# 本文:
____

治療抵抗性うつ病へのesketamine、併用薬の比較
イタリア・Sapienza University of RomeのAntonio Del Casale氏らは、治療抵抗性うつ病(TRD)にesketamineを使用した場合、併用薬としてセロトニン・ノルアドレナリン再取り込み阻害薬(SNRI)と選択的セロトニン再取り込み阻害薬(SSRI)のいずれが優れているかをリアルワールドデータによる後ろ向き解析で検討。「全死亡、入院、うつ病再発ではSNRIとの併用の方がリスク低下は大きかったが、自殺企図はSSRI併用の方がリスクが低かった」とJAMA Psychiatry(2025年4月2日オンライン版)に報告した(関連記事:「治療抵抗性うつ病、esketamineに即時効果」「治療抵抗性うつ病、次世代薬の開発進展」)。

____

# データ項目:
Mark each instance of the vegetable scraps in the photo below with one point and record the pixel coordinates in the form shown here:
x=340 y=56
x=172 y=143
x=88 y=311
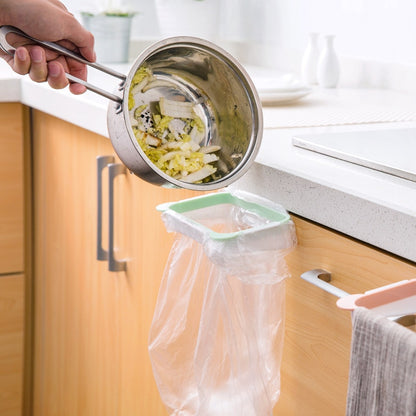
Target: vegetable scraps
x=170 y=133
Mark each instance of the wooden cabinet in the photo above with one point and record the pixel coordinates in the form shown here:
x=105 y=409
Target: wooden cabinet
x=92 y=325
x=318 y=335
x=12 y=258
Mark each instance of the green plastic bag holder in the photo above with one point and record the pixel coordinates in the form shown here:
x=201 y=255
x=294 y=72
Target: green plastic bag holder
x=272 y=217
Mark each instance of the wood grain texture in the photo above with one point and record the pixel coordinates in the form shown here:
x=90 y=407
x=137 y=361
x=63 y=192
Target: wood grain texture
x=318 y=335
x=92 y=325
x=11 y=344
x=11 y=188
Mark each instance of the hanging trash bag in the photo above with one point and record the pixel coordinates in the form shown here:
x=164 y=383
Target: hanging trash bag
x=216 y=338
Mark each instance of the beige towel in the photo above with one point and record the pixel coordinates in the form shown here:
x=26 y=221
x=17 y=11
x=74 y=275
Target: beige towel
x=382 y=368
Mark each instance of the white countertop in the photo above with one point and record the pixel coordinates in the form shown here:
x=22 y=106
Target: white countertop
x=372 y=206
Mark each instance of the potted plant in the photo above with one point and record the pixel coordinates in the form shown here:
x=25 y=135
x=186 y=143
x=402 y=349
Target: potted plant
x=111 y=26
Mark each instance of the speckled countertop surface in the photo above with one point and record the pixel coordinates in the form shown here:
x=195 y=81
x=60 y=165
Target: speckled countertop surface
x=374 y=207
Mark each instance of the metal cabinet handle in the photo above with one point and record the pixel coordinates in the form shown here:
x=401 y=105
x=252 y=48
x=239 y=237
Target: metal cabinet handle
x=102 y=162
x=321 y=278
x=114 y=265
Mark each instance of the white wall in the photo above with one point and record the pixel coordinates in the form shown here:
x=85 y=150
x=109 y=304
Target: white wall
x=274 y=32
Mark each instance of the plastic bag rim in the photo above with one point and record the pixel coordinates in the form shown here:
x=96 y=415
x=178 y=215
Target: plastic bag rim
x=202 y=201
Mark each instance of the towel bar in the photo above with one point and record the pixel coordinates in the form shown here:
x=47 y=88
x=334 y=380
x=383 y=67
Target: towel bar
x=396 y=301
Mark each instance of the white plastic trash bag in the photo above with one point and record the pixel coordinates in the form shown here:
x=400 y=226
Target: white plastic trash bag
x=217 y=333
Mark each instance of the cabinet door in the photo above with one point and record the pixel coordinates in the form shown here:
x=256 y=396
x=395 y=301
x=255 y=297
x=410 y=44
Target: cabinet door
x=317 y=339
x=11 y=188
x=92 y=325
x=11 y=344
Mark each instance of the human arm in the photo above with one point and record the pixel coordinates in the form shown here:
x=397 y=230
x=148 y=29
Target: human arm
x=47 y=20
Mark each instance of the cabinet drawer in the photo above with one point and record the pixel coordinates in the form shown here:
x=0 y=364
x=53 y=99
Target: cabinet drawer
x=317 y=339
x=11 y=188
x=11 y=344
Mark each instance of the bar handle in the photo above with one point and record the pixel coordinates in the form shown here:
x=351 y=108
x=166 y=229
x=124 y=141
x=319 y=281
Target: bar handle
x=102 y=162
x=321 y=279
x=114 y=265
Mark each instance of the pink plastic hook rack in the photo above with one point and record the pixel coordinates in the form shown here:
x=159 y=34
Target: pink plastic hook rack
x=393 y=301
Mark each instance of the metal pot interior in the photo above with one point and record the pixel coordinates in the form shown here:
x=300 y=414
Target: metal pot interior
x=225 y=99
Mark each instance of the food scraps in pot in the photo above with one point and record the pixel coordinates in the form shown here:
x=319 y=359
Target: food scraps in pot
x=170 y=134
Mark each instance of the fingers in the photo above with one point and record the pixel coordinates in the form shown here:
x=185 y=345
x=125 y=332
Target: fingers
x=31 y=61
x=42 y=67
x=38 y=68
x=21 y=62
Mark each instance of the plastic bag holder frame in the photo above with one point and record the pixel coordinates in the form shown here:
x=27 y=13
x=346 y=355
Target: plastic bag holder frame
x=198 y=231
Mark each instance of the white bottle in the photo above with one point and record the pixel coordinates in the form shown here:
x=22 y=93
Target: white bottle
x=310 y=60
x=328 y=64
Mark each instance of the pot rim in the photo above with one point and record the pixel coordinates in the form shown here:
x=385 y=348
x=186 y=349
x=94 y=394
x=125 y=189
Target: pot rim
x=257 y=129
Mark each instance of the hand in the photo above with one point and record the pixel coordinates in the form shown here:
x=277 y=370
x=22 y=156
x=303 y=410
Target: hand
x=47 y=20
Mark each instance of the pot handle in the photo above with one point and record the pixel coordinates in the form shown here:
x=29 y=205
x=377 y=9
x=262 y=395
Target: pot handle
x=9 y=49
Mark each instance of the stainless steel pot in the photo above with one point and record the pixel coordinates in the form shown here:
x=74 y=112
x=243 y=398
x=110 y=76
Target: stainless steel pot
x=199 y=72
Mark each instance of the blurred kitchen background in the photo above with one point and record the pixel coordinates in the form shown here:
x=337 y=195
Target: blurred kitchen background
x=374 y=39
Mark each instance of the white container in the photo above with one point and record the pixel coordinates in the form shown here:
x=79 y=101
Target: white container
x=310 y=60
x=328 y=64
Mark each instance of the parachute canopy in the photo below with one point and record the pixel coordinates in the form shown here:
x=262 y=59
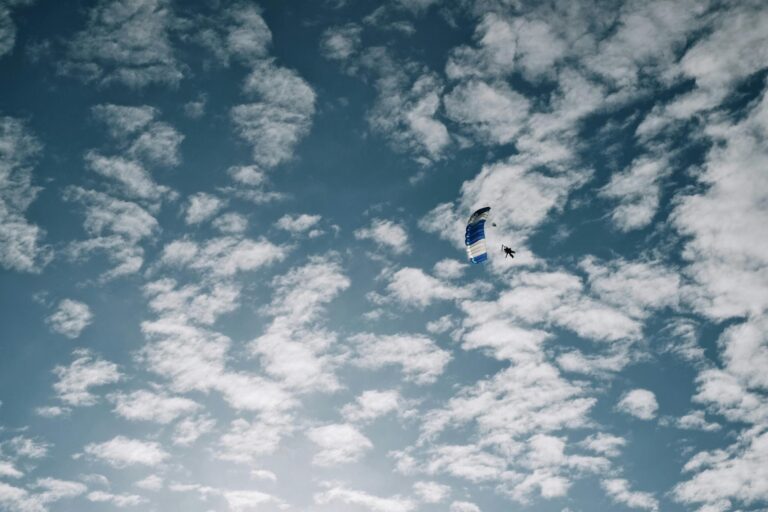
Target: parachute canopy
x=474 y=237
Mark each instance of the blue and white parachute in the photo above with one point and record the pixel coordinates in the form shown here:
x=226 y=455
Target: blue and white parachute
x=474 y=238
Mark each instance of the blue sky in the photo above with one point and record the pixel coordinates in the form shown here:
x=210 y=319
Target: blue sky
x=232 y=273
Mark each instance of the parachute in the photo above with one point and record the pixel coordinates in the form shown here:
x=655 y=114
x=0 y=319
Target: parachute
x=474 y=237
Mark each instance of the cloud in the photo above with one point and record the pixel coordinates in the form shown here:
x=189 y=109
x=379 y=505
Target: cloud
x=464 y=506
x=116 y=227
x=372 y=404
x=638 y=287
x=412 y=287
x=7 y=27
x=340 y=494
x=246 y=442
x=619 y=491
x=150 y=483
x=341 y=43
x=135 y=181
x=696 y=420
x=118 y=500
x=201 y=304
x=242 y=501
x=70 y=318
x=295 y=348
x=386 y=233
x=605 y=444
x=638 y=191
x=521 y=200
x=121 y=451
x=190 y=429
x=639 y=403
x=406 y=107
x=281 y=116
x=223 y=256
x=421 y=359
x=231 y=223
x=339 y=443
x=21 y=247
x=723 y=478
x=723 y=224
x=297 y=223
x=48 y=490
x=493 y=114
x=431 y=492
x=85 y=372
x=124 y=121
x=125 y=42
x=202 y=207
x=148 y=406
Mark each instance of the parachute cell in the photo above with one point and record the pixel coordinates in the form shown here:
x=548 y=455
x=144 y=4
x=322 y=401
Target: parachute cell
x=474 y=237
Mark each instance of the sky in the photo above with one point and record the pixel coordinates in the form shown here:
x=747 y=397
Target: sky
x=233 y=274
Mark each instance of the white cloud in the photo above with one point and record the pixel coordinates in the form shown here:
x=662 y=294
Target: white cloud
x=638 y=191
x=509 y=406
x=8 y=470
x=49 y=490
x=638 y=287
x=386 y=233
x=605 y=444
x=118 y=500
x=248 y=36
x=145 y=405
x=421 y=359
x=188 y=430
x=295 y=348
x=723 y=478
x=134 y=179
x=619 y=491
x=725 y=225
x=372 y=404
x=246 y=442
x=224 y=256
x=696 y=420
x=202 y=207
x=297 y=223
x=412 y=287
x=464 y=506
x=341 y=43
x=449 y=268
x=194 y=303
x=125 y=42
x=231 y=223
x=243 y=501
x=494 y=114
x=70 y=318
x=339 y=494
x=124 y=121
x=639 y=403
x=21 y=246
x=121 y=451
x=85 y=372
x=116 y=227
x=158 y=145
x=431 y=492
x=7 y=26
x=521 y=200
x=280 y=118
x=150 y=483
x=339 y=443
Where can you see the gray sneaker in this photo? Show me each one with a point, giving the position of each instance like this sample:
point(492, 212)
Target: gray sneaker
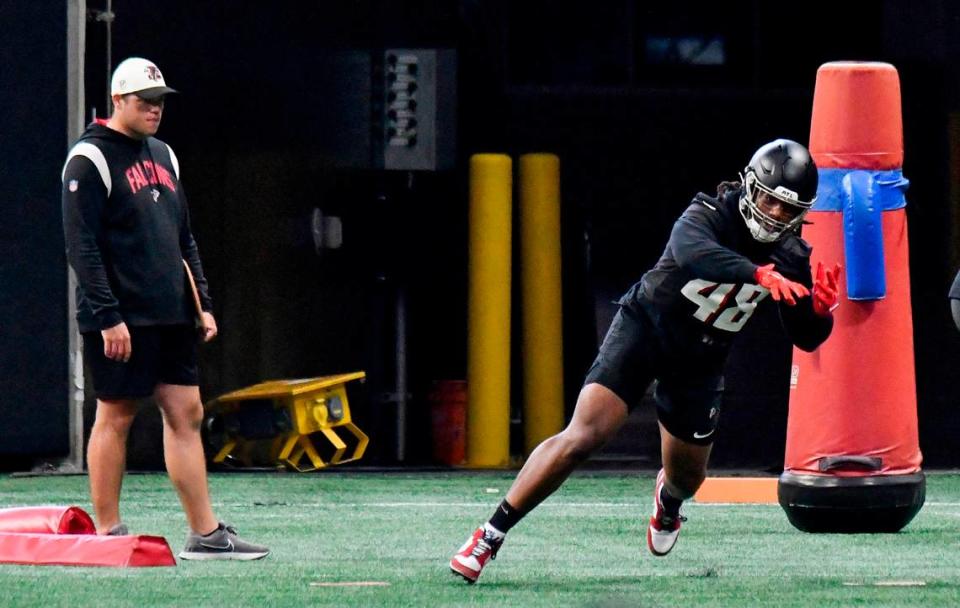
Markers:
point(222, 543)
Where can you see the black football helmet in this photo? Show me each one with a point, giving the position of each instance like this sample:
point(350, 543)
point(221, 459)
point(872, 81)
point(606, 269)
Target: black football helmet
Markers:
point(784, 170)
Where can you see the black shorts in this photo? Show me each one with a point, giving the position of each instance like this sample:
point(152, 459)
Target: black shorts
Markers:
point(162, 354)
point(689, 386)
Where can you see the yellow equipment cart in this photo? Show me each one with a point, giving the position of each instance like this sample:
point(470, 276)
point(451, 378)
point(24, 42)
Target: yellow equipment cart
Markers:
point(290, 415)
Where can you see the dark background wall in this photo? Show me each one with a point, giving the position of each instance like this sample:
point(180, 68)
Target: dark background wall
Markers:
point(274, 120)
point(33, 276)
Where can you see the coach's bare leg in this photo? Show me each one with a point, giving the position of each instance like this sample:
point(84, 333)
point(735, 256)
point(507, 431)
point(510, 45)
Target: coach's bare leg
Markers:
point(684, 463)
point(107, 459)
point(598, 416)
point(183, 450)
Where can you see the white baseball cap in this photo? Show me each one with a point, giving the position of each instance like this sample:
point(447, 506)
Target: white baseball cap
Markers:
point(140, 76)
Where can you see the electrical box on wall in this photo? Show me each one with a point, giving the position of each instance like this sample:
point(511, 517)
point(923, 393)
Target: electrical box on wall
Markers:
point(414, 109)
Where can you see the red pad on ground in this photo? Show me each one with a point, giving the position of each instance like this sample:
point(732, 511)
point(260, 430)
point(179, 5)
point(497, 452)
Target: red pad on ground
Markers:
point(84, 550)
point(46, 520)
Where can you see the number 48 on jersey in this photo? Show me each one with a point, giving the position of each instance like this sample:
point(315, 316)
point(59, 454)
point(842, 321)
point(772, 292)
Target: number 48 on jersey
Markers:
point(726, 306)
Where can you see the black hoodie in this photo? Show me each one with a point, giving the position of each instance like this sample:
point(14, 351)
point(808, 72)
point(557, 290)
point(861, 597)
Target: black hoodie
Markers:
point(127, 228)
point(703, 290)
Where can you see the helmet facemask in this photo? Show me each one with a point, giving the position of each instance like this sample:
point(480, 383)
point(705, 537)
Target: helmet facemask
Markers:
point(764, 227)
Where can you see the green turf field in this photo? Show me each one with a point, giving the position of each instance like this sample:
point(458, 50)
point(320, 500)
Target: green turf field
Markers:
point(585, 546)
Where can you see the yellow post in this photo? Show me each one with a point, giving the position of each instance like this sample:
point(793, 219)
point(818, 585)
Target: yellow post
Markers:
point(488, 350)
point(541, 288)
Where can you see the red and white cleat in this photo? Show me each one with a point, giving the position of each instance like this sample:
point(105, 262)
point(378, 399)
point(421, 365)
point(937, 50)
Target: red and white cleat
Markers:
point(480, 548)
point(663, 531)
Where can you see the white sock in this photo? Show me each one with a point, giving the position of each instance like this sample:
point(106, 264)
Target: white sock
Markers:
point(491, 531)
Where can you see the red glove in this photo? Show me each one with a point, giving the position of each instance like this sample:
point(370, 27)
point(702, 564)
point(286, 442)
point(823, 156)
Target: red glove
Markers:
point(825, 292)
point(780, 288)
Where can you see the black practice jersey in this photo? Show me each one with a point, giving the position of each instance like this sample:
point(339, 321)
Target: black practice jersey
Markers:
point(127, 230)
point(703, 290)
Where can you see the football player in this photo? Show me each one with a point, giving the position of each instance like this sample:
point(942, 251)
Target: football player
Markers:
point(726, 255)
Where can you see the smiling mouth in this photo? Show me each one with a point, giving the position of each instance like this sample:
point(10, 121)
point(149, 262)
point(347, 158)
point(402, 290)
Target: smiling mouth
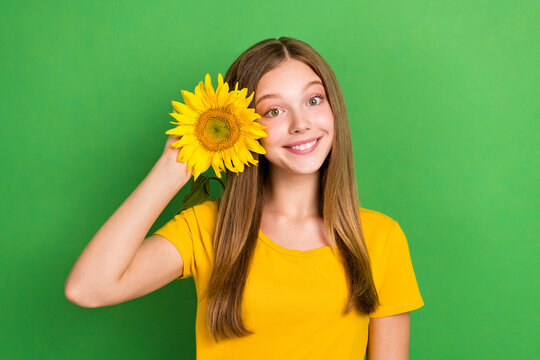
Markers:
point(304, 148)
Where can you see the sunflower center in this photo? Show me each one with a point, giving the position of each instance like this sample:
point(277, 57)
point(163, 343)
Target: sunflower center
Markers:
point(217, 129)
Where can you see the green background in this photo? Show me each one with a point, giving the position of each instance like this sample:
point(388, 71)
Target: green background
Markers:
point(443, 104)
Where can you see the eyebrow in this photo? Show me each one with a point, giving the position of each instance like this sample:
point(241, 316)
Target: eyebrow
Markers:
point(311, 83)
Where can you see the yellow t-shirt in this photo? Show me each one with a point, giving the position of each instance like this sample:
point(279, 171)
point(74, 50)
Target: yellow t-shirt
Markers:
point(293, 299)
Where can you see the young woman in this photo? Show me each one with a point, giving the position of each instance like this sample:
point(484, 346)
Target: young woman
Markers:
point(286, 263)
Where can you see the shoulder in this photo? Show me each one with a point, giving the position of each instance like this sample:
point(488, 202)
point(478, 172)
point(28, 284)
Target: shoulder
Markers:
point(375, 221)
point(379, 229)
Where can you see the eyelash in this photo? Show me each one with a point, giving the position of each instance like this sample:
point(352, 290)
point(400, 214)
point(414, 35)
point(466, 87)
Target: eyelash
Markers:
point(314, 96)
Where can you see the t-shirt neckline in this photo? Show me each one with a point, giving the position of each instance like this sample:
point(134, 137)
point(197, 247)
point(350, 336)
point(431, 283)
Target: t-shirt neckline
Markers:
point(317, 251)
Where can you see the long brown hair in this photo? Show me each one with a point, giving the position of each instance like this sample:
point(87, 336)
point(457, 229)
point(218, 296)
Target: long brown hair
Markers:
point(238, 222)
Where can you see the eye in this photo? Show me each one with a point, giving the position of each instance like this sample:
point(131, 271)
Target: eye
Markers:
point(314, 97)
point(273, 112)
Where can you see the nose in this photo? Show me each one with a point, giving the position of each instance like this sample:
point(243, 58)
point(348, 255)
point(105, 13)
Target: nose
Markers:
point(299, 123)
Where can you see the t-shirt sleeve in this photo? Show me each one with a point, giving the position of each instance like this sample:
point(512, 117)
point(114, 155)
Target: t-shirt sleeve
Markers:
point(177, 231)
point(398, 289)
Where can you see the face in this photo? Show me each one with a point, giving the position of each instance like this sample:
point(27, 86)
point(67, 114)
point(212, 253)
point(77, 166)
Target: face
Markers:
point(292, 102)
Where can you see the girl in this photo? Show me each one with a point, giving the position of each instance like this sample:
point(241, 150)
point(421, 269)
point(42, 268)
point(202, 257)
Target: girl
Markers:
point(286, 263)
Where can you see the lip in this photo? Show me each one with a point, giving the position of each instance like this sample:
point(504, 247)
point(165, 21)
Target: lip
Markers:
point(301, 142)
point(306, 151)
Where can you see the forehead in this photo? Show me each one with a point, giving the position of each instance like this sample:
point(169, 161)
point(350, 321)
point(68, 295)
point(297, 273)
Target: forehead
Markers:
point(290, 77)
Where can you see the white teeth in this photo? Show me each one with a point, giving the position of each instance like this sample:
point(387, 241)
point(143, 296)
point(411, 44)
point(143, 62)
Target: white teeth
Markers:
point(304, 146)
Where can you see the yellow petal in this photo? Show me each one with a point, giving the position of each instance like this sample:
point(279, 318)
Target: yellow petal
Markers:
point(181, 130)
point(227, 161)
point(193, 101)
point(237, 163)
point(217, 161)
point(185, 140)
point(184, 119)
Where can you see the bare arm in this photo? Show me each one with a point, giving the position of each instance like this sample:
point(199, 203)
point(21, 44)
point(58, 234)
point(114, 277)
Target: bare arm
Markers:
point(389, 337)
point(118, 246)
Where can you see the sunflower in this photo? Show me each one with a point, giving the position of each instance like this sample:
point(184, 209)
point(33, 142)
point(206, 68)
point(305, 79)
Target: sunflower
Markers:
point(216, 128)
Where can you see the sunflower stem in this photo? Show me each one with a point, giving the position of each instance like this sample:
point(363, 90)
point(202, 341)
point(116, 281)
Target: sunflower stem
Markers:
point(218, 179)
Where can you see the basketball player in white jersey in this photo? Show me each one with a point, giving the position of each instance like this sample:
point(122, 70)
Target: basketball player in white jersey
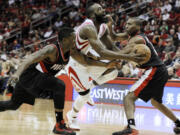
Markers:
point(93, 34)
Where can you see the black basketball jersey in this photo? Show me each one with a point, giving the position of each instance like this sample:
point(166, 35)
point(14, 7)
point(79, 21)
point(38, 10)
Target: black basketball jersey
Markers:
point(154, 60)
point(53, 68)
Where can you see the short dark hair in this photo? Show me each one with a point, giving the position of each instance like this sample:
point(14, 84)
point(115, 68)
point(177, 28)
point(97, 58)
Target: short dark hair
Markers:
point(89, 10)
point(138, 21)
point(64, 32)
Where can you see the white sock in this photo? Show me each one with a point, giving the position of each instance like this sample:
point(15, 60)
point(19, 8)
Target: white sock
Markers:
point(79, 103)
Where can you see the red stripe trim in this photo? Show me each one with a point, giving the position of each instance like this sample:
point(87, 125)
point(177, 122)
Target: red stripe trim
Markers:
point(57, 51)
point(104, 29)
point(74, 73)
point(80, 43)
point(145, 82)
point(84, 46)
point(62, 54)
point(142, 38)
point(43, 67)
point(72, 79)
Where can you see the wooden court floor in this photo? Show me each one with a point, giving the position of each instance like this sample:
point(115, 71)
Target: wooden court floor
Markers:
point(98, 120)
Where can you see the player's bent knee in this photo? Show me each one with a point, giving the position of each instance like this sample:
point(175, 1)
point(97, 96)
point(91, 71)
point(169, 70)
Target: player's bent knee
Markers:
point(154, 102)
point(130, 97)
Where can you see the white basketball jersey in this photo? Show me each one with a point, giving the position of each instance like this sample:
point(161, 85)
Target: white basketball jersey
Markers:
point(82, 44)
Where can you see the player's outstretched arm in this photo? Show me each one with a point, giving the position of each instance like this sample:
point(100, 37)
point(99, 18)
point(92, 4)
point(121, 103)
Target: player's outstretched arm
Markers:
point(90, 33)
point(115, 36)
point(48, 51)
point(85, 60)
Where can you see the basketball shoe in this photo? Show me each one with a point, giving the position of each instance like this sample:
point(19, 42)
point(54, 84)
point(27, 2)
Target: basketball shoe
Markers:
point(60, 128)
point(90, 101)
point(177, 130)
point(72, 121)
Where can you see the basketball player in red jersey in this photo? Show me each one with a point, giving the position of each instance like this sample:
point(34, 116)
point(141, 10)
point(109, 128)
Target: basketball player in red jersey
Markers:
point(36, 74)
point(93, 40)
point(151, 84)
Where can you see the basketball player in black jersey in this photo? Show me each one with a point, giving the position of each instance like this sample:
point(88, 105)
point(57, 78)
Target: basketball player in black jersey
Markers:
point(151, 84)
point(36, 73)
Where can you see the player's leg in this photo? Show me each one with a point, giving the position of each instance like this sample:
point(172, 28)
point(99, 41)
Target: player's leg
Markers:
point(156, 101)
point(58, 87)
point(80, 80)
point(166, 111)
point(141, 89)
point(19, 97)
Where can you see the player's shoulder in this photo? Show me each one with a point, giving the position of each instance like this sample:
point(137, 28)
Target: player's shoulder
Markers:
point(139, 39)
point(50, 48)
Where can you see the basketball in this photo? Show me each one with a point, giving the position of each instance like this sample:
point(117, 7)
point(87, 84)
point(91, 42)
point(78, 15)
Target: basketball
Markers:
point(144, 50)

____

# 課題:
治療抵抗性うつ病に使うesketamineの併用薬を比べた記事を、最後の文の後から続けて書くこと。

# 解答:
TriNetXから20カ国、90施設超の臨床データを抽出
ケタミンの鏡像異性体であるesktamineは、NMDA受容体への親和性がケタミンの4倍と強く、即効性の抗うつ薬としてTRDに有効とされている。同薬は鼻スプレーとして使用されるが、実臨床においてはSSRIあるいはSNRIと併用されるのが一般的だ。SSRIとSNRIはさまざまな研究で比較検討されているが、esketamine+SSRIとesketamine+SNRIのベネフィットを比較した報告は少ない。
Del Casale氏らは20カ国、90以上の医療施設の電子記録データをTriNetXのglobal health research networkから抽出し、esketamine開始から5年間の全死亡、入院、うつ病再発、自殺企図を評価項目として検討した。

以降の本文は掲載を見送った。